_Source excerpt_
1. Field of the Invention
The present invention relates to an apparatus and method for measuring the thickness of an ink layer in a pixel, and more particularly, to an apparatus and method for measuring the thickness of an ink layer, which is filled in a pixel due to a printing operation, in real-time, and a method of controlling respective nozzles of an inkjet head using the same apparatus and method.
2. Description of the Related Art
An inkjet head is an apparatus that ejects very small ink droplets on a printing medium in a desired position via nozzles to form an image. The inkjet head has lately been applied to more various electronic devices, such as liquid crystal display devices (LCDs), organic light emitting display devices (OLEDs), and organic thin film transistors (OTFTs).
Referring to
In order to uniformize the thicknesses of ink layers, the same amount of ink should be ejected via all nozzles of an inkjet head during a printing operation. Accordingly, it is necessary to control waveforms of voltages applied to the nozzles of the inkjet head. Thus, various methods have been proposed to control the nozzles of the inkjet head. For example, the mass of ink droplets ejected via a nozzle may be measured using a scale, such as a load cell. Alternatively, the volume of ink droplets ejected via the nozzle may be measured using a camera. In another method, after ink droplets ejected via a nozzle are filled in a pixel and dried, the thickness of an ink layer formed in the pixel may be measured. However, a method of measuring the mass of the ink droplets using the scale results in large measurement errors and takes much time. Also, measuring the volume of the ink droplets is difficult when the ink droplets have irregular shapes. Furthermore, since a method of measuring the thickness of the ink layer filled in the pixel involves a drying process, it takes much time to measure the thickness of the ink layer.
The present invention provides an apparatus and method for measuring the thickness of an ink layer, which is filled in a pixel, in real-time.
Also, the present invention provides a method of controlling nozzles of an inkjet head using the above-described apparatus and method.
According to an aspect of the present invention, there is provided an apparatus for measuring a thickness of an ink layer. The apparatus includes: a substrate; a plurality of pixels disposed on the substrate and filled with ink due to a printing operation; first and second electrodes corresponding to each of the pixels, the first and second electrodes disposed on opposite sides of each of the pixels; and a capacitance measurement circuit electrically connected to the first and second electrodes to measure the capacitance of each of the pixels.
The printing operation may be performed using an inkjet technique, and the pixels may correspond respectively to nozzles of the inkjet head.
The thickness of an ink layer formed in each of the pixels may be obtained by measuring the capacitance of the corresponding pixel.
The apparatus may further include a material layer disposed on the substrate to define the pixels.

_Location identification entries_

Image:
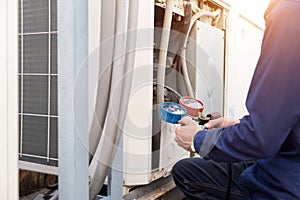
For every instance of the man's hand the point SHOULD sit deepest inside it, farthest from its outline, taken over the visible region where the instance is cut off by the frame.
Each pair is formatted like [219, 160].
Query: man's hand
[185, 133]
[221, 123]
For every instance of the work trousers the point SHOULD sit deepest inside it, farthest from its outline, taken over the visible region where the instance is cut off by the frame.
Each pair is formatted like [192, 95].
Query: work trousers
[205, 179]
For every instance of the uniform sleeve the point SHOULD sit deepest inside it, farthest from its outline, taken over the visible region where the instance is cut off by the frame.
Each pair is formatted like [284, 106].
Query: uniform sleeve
[273, 99]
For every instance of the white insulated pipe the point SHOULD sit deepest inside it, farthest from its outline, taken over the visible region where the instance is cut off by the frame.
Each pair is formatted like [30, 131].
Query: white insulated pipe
[183, 51]
[164, 42]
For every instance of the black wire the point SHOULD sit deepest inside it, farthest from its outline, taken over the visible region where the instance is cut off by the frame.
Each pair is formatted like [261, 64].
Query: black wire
[229, 180]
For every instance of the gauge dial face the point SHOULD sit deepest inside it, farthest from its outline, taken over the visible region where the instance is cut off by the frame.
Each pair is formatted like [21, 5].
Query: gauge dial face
[175, 109]
[192, 103]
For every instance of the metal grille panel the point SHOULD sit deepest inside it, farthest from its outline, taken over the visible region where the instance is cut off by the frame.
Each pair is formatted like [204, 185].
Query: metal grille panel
[38, 117]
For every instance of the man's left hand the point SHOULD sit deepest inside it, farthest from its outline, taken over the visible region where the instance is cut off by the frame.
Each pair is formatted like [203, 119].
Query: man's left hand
[185, 133]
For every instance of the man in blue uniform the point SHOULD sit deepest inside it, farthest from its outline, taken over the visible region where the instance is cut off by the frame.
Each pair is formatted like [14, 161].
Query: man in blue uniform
[269, 135]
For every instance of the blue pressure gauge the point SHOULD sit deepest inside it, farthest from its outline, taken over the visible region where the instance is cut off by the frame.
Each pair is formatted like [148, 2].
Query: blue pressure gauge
[171, 112]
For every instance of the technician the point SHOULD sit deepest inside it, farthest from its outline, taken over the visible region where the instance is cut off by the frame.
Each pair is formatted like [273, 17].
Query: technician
[269, 135]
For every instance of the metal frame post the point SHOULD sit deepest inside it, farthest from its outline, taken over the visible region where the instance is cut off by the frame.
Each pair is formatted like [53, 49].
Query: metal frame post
[9, 99]
[72, 107]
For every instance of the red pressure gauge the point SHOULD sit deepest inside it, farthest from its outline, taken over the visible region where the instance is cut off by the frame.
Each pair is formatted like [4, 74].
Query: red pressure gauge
[193, 106]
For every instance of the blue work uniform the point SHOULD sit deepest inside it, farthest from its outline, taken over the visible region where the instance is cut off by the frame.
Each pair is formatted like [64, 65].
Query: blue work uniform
[270, 134]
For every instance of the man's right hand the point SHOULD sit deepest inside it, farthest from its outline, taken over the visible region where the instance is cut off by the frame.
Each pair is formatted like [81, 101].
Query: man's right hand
[221, 123]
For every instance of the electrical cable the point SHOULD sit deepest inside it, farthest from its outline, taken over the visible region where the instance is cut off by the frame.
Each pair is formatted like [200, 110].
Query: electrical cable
[164, 42]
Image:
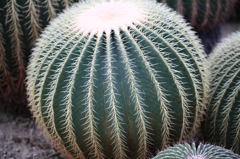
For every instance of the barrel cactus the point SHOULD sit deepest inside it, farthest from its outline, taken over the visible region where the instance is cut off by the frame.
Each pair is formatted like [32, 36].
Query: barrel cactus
[201, 151]
[223, 120]
[203, 14]
[117, 79]
[21, 22]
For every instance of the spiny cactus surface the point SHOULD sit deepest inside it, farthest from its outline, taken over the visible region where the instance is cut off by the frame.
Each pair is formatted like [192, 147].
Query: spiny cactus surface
[117, 79]
[191, 151]
[21, 22]
[223, 119]
[203, 14]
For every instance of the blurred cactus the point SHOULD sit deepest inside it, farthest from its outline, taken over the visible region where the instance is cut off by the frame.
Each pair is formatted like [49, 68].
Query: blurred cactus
[205, 16]
[21, 22]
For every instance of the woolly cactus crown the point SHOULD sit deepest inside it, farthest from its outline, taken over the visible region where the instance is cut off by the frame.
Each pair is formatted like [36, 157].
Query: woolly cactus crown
[117, 79]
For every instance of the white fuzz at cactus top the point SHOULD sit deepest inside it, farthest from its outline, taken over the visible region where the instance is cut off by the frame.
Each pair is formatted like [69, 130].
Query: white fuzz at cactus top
[108, 16]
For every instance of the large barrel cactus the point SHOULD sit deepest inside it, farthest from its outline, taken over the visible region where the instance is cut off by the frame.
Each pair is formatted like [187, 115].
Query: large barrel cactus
[223, 119]
[21, 22]
[117, 79]
[203, 14]
[193, 151]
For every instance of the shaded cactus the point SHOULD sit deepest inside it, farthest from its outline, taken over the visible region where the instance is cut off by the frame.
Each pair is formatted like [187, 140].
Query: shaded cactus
[117, 79]
[21, 21]
[203, 14]
[223, 120]
[191, 151]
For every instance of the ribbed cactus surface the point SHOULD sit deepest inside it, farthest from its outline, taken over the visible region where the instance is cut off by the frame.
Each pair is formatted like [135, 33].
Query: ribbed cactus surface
[203, 14]
[223, 119]
[193, 151]
[21, 22]
[117, 79]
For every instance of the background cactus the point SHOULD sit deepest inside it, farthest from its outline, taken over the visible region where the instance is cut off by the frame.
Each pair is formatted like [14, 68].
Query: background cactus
[191, 151]
[117, 79]
[205, 16]
[223, 120]
[21, 21]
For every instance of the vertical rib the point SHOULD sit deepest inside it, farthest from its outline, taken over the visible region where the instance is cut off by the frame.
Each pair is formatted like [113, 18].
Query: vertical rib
[141, 119]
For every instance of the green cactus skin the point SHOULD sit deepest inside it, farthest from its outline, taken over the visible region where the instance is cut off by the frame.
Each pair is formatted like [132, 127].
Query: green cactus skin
[191, 151]
[117, 79]
[223, 120]
[21, 22]
[203, 14]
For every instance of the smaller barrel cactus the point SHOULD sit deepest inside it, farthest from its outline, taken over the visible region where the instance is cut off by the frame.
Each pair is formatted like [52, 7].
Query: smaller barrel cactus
[223, 119]
[201, 151]
[21, 22]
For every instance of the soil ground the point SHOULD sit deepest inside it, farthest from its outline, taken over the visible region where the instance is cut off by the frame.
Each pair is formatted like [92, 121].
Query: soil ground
[20, 138]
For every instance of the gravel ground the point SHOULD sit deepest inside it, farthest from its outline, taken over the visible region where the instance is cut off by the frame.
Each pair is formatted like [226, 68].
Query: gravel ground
[20, 138]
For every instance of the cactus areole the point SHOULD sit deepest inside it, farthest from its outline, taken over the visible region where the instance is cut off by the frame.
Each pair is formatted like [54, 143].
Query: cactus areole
[117, 79]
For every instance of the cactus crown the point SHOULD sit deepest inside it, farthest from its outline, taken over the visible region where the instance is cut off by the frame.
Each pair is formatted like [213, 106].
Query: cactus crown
[191, 151]
[104, 88]
[223, 120]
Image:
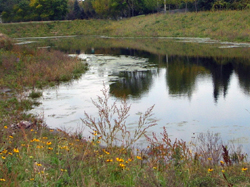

_Stated goal_
Transcribe the stretch of the ink-layer patent excerpt from "According to an" through "of the pixels.".

_Task output_
According to an aspect of the present invention, there is provided an apparatus for measuring a thickness of an ink layer. The apparatus includes: a substrate; a plurality of pixels disposed on the substrate and filled with ink due to a printing operation; first and second electrodes corresponding to each of the pixels, the first and second electrodes disposed on opposite sides of each of the pixels; and a capacitance measurement circuit electrically connected to the first and second electrodes to measure the capacitance of each of the pixels.